Return exactly the lines that run from the one with "Target: index finger pointing up" to the last line of the entries below, both included, and nothing else.

BEGIN RECORDS SUPPLIED

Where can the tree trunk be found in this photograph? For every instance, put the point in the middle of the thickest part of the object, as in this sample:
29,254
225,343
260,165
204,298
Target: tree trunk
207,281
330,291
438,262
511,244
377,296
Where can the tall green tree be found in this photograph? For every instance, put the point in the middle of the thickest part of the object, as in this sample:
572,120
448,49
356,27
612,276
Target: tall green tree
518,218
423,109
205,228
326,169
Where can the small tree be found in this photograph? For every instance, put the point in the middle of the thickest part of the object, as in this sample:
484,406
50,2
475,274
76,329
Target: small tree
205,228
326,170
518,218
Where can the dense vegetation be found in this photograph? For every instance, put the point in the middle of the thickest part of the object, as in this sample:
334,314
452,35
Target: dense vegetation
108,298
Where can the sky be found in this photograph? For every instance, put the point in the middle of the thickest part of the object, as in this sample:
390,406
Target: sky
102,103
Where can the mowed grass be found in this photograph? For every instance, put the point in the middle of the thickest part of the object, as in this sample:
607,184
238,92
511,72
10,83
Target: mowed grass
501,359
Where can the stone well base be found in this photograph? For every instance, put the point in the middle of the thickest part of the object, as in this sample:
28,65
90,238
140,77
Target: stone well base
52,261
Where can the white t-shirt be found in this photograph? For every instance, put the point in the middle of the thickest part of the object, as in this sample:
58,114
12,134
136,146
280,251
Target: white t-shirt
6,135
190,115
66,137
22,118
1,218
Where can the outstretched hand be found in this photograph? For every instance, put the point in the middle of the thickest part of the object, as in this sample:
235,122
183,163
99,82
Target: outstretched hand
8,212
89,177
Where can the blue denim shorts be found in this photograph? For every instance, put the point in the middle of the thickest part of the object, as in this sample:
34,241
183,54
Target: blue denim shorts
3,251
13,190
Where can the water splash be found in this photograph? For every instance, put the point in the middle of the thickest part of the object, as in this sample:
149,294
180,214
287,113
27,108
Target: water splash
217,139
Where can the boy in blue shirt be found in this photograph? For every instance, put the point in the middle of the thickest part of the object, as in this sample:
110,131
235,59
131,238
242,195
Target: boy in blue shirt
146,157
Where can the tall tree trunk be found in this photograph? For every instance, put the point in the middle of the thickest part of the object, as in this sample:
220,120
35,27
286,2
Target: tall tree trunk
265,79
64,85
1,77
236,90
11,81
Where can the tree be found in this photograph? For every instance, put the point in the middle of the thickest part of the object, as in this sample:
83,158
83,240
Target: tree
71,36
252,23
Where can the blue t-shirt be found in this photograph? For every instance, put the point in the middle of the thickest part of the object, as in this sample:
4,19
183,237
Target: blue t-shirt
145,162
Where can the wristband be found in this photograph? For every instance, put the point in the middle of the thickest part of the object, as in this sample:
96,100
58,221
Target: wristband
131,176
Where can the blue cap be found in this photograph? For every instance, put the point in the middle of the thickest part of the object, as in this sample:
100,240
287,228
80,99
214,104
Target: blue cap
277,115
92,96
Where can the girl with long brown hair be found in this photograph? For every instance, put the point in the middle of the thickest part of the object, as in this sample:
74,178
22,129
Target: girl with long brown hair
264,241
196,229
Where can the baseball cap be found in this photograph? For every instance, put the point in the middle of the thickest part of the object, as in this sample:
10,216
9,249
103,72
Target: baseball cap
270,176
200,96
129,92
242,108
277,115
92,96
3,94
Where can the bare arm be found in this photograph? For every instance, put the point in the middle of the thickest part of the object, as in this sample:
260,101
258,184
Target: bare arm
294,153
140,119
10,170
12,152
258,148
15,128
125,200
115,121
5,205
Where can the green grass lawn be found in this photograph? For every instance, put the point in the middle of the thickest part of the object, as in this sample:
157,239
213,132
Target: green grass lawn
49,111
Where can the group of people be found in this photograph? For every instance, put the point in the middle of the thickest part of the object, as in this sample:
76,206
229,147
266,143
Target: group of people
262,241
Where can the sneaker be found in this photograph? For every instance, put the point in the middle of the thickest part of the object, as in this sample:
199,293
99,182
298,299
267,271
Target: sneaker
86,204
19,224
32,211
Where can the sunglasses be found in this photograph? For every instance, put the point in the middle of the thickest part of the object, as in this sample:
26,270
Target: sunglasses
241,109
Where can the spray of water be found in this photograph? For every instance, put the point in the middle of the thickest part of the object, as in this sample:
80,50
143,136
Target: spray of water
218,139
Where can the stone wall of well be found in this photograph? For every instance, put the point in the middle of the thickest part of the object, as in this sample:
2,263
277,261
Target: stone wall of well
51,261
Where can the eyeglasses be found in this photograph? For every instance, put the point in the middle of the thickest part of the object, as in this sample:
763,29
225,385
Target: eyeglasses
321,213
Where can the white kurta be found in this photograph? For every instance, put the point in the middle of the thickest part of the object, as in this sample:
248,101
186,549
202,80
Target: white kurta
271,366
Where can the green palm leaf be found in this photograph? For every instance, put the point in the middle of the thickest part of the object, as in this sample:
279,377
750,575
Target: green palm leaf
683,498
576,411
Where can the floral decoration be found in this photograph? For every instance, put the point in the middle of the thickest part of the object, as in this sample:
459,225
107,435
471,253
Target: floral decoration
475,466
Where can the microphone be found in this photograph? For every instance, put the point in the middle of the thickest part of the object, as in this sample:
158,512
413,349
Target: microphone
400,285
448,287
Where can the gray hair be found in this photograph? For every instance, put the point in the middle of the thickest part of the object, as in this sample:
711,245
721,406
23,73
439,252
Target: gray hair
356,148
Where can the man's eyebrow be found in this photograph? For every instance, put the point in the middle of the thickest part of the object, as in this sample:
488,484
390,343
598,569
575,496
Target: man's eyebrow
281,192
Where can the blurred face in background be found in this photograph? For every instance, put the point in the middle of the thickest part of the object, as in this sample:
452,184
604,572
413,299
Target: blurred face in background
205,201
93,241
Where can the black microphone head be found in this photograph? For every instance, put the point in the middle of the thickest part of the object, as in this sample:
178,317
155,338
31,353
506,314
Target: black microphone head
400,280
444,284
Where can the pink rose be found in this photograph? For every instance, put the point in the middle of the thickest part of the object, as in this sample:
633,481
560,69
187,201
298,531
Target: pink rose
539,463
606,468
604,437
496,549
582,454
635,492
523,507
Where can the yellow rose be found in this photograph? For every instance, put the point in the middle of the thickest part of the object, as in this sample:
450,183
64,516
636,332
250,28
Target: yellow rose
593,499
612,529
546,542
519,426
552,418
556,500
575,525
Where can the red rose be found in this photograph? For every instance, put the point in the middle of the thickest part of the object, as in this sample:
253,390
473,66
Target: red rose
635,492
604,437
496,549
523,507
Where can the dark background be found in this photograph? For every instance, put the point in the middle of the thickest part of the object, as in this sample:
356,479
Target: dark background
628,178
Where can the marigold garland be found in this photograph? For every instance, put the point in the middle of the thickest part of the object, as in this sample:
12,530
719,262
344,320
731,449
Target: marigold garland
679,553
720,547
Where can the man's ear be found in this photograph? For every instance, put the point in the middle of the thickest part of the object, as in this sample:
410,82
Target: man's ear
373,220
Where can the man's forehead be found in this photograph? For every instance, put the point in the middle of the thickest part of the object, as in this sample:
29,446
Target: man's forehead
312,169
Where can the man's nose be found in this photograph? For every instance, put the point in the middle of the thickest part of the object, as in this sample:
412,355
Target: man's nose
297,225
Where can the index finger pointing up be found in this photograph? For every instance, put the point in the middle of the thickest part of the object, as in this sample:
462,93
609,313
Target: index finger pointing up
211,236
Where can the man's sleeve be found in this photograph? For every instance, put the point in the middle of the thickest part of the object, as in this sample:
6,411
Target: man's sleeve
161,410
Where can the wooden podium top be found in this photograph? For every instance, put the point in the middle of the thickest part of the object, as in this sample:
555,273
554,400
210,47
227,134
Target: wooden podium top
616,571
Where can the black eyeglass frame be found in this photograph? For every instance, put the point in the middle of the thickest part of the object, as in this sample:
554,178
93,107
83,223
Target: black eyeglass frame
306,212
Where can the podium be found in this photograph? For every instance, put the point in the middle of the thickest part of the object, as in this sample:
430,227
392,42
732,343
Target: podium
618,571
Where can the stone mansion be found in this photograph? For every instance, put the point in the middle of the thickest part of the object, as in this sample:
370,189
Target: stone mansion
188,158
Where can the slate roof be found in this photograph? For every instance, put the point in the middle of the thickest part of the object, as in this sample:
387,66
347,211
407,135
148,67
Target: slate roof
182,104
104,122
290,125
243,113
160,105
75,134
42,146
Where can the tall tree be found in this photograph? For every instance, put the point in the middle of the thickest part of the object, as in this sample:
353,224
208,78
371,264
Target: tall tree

END RECORDS SUPPLIED

RESULT:
Target: index finger pointing up
211,236
Where can the man's sleeve be found in this photograph? For every instance, put the point in the middle of the thickest part of the object, as in this sample:
6,411
Target: man's sleeve
161,410
Where can the wooden podium top be found in this photograph? For every instance, put the point in the middle of the thickest part of the object, as in this sample:
555,273
554,400
210,47
227,134
Target: wooden podium top
616,571
Where can the black eyeglass frame be found in this photograph? For every instance, put the point in the middle of the thickest part of the object, as in this sample:
554,178
93,107
83,223
Target: black eyeglass frame
306,212
Where can the podium be found in this photograph? For every instance, put the point in the middle of the thickest part of the object, as in this sample:
430,227
392,42
732,343
Target: podium
618,571
Where can the stone mansion be found in this photograph? For every instance, put the point in the middle of the thickest part of the object, as in this sample:
370,189
Target: stone mansion
188,158
Where can the slate roof be found in this photograph? For every instance, put the point in the middle of the thickest part of the object, as in this sample:
387,66
347,211
407,135
148,67
Target: slate roof
182,104
104,122
290,125
243,113
160,105
75,134
42,146
Where can the tall tree be found in this photograph? For every instance, put the point in the middle of the thickest part of the object, as in this sample:
353,224
208,78
371,264
Target: tall tree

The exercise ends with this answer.